# What you have to do:
Please arrange the items below as a JSON list of strings, one string for each line, with blank lines left out.

# Records provided:

"""

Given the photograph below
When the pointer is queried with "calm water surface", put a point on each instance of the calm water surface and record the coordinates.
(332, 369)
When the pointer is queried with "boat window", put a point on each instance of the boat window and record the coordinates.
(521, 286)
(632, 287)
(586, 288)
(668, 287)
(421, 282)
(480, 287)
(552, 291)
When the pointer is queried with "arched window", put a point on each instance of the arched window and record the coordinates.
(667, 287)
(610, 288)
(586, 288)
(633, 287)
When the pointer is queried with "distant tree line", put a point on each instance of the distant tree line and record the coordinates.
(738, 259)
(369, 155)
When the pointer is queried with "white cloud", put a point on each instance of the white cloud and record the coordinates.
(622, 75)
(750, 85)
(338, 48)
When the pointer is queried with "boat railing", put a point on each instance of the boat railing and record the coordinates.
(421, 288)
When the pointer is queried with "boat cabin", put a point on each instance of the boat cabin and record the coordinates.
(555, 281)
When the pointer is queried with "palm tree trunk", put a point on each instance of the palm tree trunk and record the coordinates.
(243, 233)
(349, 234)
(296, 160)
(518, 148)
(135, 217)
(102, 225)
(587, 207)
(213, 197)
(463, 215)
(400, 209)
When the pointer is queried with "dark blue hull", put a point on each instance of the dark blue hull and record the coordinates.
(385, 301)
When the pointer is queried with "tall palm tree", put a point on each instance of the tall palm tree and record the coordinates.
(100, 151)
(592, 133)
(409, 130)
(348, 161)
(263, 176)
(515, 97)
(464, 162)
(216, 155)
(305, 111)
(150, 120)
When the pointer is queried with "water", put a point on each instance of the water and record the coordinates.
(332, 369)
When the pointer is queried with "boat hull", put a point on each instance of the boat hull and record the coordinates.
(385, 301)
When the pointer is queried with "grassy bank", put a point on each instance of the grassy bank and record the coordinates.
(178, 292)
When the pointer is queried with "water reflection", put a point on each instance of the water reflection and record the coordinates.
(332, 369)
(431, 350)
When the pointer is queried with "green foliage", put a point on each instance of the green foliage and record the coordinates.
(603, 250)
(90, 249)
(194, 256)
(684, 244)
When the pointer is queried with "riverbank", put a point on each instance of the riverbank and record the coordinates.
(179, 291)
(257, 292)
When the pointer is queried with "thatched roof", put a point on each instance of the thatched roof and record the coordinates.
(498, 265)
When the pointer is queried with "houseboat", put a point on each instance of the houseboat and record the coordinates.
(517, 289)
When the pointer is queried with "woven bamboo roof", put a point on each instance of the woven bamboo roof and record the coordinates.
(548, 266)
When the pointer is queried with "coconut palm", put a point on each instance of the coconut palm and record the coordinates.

"""

# Task output:
[
  "Given the photograph below",
  "When the pointer is queried with \"calm water surface\", put a point on each instance of the calm water surface and record the coordinates.",
  "(332, 369)",
  "When the pointer is queried with \"boat window\", put a point on each instance of the boat window and record the coordinates.",
  "(521, 286)",
  "(632, 287)",
  "(586, 288)",
  "(668, 287)",
  "(421, 282)",
  "(480, 287)",
  "(552, 291)",
  "When the pointer is queried with \"arched window\", put a point on each instance of the arched window and record the coordinates.",
  "(667, 287)",
  "(610, 288)",
  "(586, 288)",
  "(633, 287)",
  "When the pointer is queried with \"distant tree line\", put a point on each instance of the distant tree line and record the coordinates.",
  "(738, 259)",
  "(369, 155)",
  "When the pointer is queried with \"white cloud\", put a point on each instance of the white cloud and record the coordinates.",
  "(622, 75)",
  "(750, 85)",
  "(338, 48)",
  "When the pointer is queried with \"boat railing\", put a point on each instance of the boat railing and record the coordinates.",
  "(421, 288)",
  "When the pointer is queried with \"boat cabin\", put a point on each instance of the boat cabin and record the coordinates.",
  "(555, 281)",
  "When the pointer is queried with \"palm tree trunk\", put a point on each instance of the palm tree trunk and record the coordinates.",
  "(243, 233)",
  "(349, 234)",
  "(296, 160)",
  "(518, 148)",
  "(135, 217)",
  "(102, 225)",
  "(587, 207)",
  "(213, 197)",
  "(463, 215)",
  "(400, 209)",
  "When the pointer is queried with \"dark blue hull\", put a point on each instance of the dark blue hull and record the coordinates.",
  "(385, 301)",
  "When the pointer is queried with \"tall palm tree\", put a point on each instance of the tall palm tree and record the coordinates.",
  "(100, 151)",
  "(592, 133)",
  "(409, 130)",
  "(348, 161)",
  "(263, 176)",
  "(515, 97)",
  "(464, 162)",
  "(216, 155)",
  "(305, 111)",
  "(150, 120)",
  "When the pointer is queried with \"water\", put a point on each instance of the water and record the coordinates.",
  "(332, 369)",
  "When the pointer is queried with \"boat hull\", put a point on each instance of the boat hull and record the coordinates.",
  "(385, 301)",
  "When the pointer is queried with \"grassy bank\", put a point on each instance of the grassy bank and record the coordinates.",
  "(178, 292)",
  "When the pointer is queried with \"water reflection\", put a point on each instance of the water reflection and record the coordinates.",
  "(332, 369)",
  "(431, 350)",
  "When the pointer is queried with \"green foliage\", put a point on each instance of the green foliage and record the coordinates.",
  "(603, 250)",
  "(90, 249)",
  "(194, 256)",
  "(684, 244)",
  "When the pointer is queried with \"riverbank\", put a point on each instance of the riverbank and record the coordinates.",
  "(179, 291)",
  "(257, 292)",
  "When the pointer is queried with \"thatched roof\", put a point on each instance of the thatched roof and record the coordinates.",
  "(498, 265)",
  "When the pointer is queried with \"houseboat\", put a point on each instance of the houseboat and record the coordinates.",
  "(517, 289)",
  "When the pointer is queried with \"woven bamboo roof\", put a point on each instance of the woven bamboo roof and record the coordinates.",
  "(548, 266)",
  "When the pointer is queried with \"coconut palm\", put a point on each instance of the coconut palm and record the coordinates."
]